All the data must come back unchanged, except that pictures are left out.

################

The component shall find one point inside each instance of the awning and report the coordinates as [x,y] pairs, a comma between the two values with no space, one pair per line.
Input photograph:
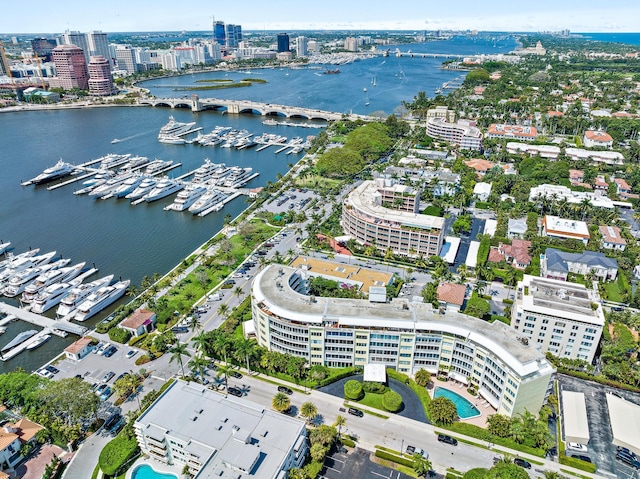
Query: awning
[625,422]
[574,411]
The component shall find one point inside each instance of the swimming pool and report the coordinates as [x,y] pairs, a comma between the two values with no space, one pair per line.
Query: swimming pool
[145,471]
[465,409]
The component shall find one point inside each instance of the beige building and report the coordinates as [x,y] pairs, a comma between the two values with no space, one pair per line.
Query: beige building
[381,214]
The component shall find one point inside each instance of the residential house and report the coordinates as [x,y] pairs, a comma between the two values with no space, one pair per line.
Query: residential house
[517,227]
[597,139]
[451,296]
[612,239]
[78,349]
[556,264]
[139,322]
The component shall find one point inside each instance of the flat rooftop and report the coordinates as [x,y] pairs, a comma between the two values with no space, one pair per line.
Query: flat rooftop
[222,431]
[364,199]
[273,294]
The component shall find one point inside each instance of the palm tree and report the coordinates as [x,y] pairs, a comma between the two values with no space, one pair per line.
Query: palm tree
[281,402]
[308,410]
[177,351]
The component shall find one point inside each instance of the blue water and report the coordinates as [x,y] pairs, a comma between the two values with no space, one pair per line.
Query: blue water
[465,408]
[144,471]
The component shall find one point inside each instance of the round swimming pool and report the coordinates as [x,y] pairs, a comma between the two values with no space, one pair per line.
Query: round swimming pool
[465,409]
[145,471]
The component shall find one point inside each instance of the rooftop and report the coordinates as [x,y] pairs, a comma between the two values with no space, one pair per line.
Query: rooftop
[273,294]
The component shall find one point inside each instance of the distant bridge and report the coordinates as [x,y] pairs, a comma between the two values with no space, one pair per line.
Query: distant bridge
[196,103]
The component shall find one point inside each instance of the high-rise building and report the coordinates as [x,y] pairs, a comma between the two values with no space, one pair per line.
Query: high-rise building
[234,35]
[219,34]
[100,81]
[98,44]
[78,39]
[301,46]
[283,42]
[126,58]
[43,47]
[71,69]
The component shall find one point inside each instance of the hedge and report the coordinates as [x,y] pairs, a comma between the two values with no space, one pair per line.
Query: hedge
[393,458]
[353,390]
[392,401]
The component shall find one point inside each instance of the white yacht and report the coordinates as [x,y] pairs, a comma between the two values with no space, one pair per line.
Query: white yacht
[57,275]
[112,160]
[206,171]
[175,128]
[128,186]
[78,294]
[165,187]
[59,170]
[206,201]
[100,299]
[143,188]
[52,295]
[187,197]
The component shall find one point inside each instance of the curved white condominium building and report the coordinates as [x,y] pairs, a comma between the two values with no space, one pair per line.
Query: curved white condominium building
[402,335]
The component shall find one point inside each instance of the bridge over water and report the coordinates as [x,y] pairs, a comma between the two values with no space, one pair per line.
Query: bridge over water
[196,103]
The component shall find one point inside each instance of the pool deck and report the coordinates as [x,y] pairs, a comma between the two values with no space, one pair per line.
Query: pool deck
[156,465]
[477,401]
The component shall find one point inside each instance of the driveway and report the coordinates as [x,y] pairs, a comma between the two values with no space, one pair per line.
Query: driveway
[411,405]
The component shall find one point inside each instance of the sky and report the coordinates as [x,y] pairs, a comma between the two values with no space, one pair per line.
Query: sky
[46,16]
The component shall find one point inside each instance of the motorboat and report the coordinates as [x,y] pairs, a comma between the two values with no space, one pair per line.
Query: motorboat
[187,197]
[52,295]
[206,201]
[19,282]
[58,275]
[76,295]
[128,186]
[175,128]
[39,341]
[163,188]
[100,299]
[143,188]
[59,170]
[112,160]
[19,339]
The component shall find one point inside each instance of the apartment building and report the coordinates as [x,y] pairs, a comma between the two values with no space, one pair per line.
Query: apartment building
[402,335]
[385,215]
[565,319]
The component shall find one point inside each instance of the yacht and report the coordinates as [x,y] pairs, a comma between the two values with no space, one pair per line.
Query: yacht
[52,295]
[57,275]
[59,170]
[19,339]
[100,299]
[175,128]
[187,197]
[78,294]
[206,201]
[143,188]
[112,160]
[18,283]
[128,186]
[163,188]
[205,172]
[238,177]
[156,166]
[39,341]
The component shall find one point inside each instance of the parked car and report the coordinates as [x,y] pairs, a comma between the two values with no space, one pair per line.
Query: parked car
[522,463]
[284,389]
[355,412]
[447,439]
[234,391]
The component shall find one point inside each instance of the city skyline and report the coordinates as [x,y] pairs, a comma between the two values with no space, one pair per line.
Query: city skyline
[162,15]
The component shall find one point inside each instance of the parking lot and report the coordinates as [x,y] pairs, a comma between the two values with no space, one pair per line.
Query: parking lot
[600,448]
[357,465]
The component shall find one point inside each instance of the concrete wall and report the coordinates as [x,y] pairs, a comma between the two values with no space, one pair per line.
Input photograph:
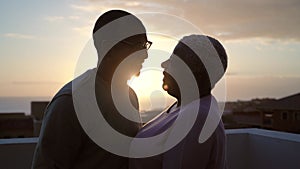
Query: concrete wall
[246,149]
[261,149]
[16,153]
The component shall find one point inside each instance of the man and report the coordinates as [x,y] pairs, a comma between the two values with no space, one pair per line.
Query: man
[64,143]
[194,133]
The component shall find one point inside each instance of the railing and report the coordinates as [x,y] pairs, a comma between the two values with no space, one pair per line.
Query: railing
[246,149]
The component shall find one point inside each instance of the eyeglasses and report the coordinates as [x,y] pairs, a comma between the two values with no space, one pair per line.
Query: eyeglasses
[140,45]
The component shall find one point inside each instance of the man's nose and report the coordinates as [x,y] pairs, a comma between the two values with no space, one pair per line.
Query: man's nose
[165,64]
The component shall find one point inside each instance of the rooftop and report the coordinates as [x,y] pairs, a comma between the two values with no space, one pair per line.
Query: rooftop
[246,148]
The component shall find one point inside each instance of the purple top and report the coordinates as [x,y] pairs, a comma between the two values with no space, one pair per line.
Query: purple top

################

- Exercise response:
The component shall find one point inside each instance of the awning and report the coordinates as [x,y] pairs, a comma between the two values with no space, one pair per line.
Input photograph:
Query: awning
[625,422]
[574,411]
The component shall find one point inside each instance of the swimming pool and report the coordinates as [x,y] pairs, a comma between the two values with no space, one pair per line.
Query: swimming pool
[145,471]
[465,409]
The component shall find one point inside each instance of the beige building and report the coordinates as [x,y] pairs, a comma between the two values with no space, one pair per line.
Query: beige building
[381,214]
The component shall find one point inside each instance of the residential house and report the coordinates as [x,y] pairs, a comma between the two values with no space, one pair per line.
Query: residential house
[517,227]
[597,139]
[451,296]
[612,239]
[78,349]
[556,264]
[139,322]
The component shall find one point inside each instance of the flat rooftop and report the coordinates as [x,y] pairs, a comma between the two values with no space, one pair per line.
Query: flat rooftop
[222,431]
[364,199]
[273,294]
The component shall find one point inside each instance of the palm tree and report the coordinates as [x,y] pairs, a comma between the two values with no space, one pair per line.
Query: palm tree
[281,402]
[308,410]
[177,351]
The component shall find one point inside each instance of the blue water and report the coordinates as [x,y] pairs, a comma between the two values with no space, one pair per line.
Query: blue water
[465,408]
[144,471]
The component shall find one point inside each instance of the round swimming pool and report the coordinates as [x,y] pairs, a comma between the two values with no space, one pair per line.
Query: round swimming pool
[465,409]
[145,471]
The component shall find one point inside each instance of the rooftop and report the coordinates as [x,y] pairs, a comma between the two values with no space, one pair per line.
Query: rooftop
[273,294]
The component shall find one point inside each instance of the distant bridge and report the coordinates as [x,y] pairs, a comma between the two values with no space, one pair per line.
Query: distant bridge
[196,103]
The component shall find one point inside each instance of the high-rise building and report the coordinates as [x,y] pairs, a comma between the two values with no space, one pair per line.
Query: high-rise building
[234,35]
[219,34]
[100,81]
[98,44]
[78,39]
[301,46]
[283,42]
[126,58]
[43,47]
[71,69]
The component shall find one point inside each instance of the hedge and report the coordinates as [x,y] pairs, a comma between the two values with no space, one pair per line.
Query: hedge
[393,458]
[353,390]
[392,401]
The component shall find one point inside each instance of the white yacht and report the coordinates as [x,y] pairs, a comma between the two values with no space, one pair per line.
Query: white yacht
[57,275]
[112,160]
[206,171]
[175,128]
[128,186]
[78,294]
[165,187]
[59,170]
[206,201]
[100,299]
[143,188]
[52,295]
[187,197]
The component shall find one point inside each instance of the curved white condominium building and report the coordinates as [x,y] pairs, a comma between the two values with no space, one pair per line.
Query: curved white condominium building
[402,335]
The component shall find one point inside each instance of the bridge over water and report the coordinates as [x,y] pairs, a comma between the two values with no space, one pair per line.
Query: bridge over water
[196,103]
The component shall find one point inside each instance of the pool deck and report the coordinates as [x,y] pairs, a comma between the two values with no space, one pair per line.
Query: pool deck
[156,465]
[477,401]
The component shall find one point inside each instance of the driveway and report the coordinates as [x,y] pairs, a comma between the two values with no space, one pair per line.
Query: driveway
[411,405]
The component shall find one point inside each instance of the sky and report the coordinates as [x,y] pairs, a comma between the two values with no space, one pair per line.
Query: sky
[46,16]
The component shall find one point inside each instance of the motorboat and report the coordinates as [x,y] pairs, a comma between the two values with no space, one pair per line.
Query: motorboat
[187,197]
[52,295]
[206,201]
[19,282]
[58,275]
[76,295]
[128,186]
[175,128]
[39,341]
[163,188]
[100,299]
[143,188]
[59,170]
[112,160]
[19,339]
The component shall find one point inside each instance of the apartment building and report the coordinates as [x,y] pairs, a comma between the two values with no space, one pair per line.
Query: apartment building
[402,335]
[385,215]
[565,319]
The component shall find one point inside each instance of the yacht and report the coordinates as [x,y] pairs, a comma between the two values with no space, one pair per line.
Query: yacht
[52,295]
[57,275]
[59,170]
[19,339]
[100,299]
[175,128]
[187,197]
[78,294]
[206,201]
[143,188]
[112,160]
[18,283]
[128,186]
[163,188]
[205,172]
[238,177]
[156,166]
[39,341]
The component shall find one point inside each instance of the parked car and report the coordinates as [x,y] pairs, a comma between the two values with no space, one pair per line.
Query: parked car
[522,463]
[284,389]
[355,412]
[447,439]
[234,391]
The component shall find one point inside each instance of the city skyline and report the coordinates as [x,y] pairs, a comma between the two values with no space, one pair per line.
Query: city skyline
[162,15]
The component shall find one point inside each instance of the parking lot and report the coordinates as [x,y] pairs, a comma between the two values with no space, one pair per line.
Query: parking lot
[600,448]
[357,465]
The component shall find one point inside each instance of the concrete wall and report the coordinates as [x,y] pairs, a comma between the two values with no space, one pair per line.
Input photograph:
Query: concrete wall
[246,149]
[261,149]
[16,153]
The component shall find one point inside each instance of the man and report the coordinates as [x,y] pairs, a comma between the two values with no space, one pair per line.
Query: man
[64,143]
[194,133]
The component shall find one point inside each instance of the railing and report the coordinates as [x,y] pairs, a comma between the two values with no space, one pair per line.
Query: railing
[246,149]
The component shall find one point inside each instance of the eyeglasses and report the coordinates as [x,y] pairs, a comma between the two values with no space, one pair per line.
Query: eyeglasses
[140,45]
The component shall find one point inside each instance of the man's nose and report the coordinates as [x,y] pairs, a comma between the two values with no space, one pair per line.
Query: man's nose
[165,64]
The component shall find one point inside each instance of the rooftop and report the coordinates as [x,y] pairs, a comma between the two values with no space, one pair per line.
Query: rooftop
[246,148]
The component shall find one point inside each instance of the purple top and report the coordinates as [x,y] pairs, a comma between the two values with no space, one pair per line.
Query: purple top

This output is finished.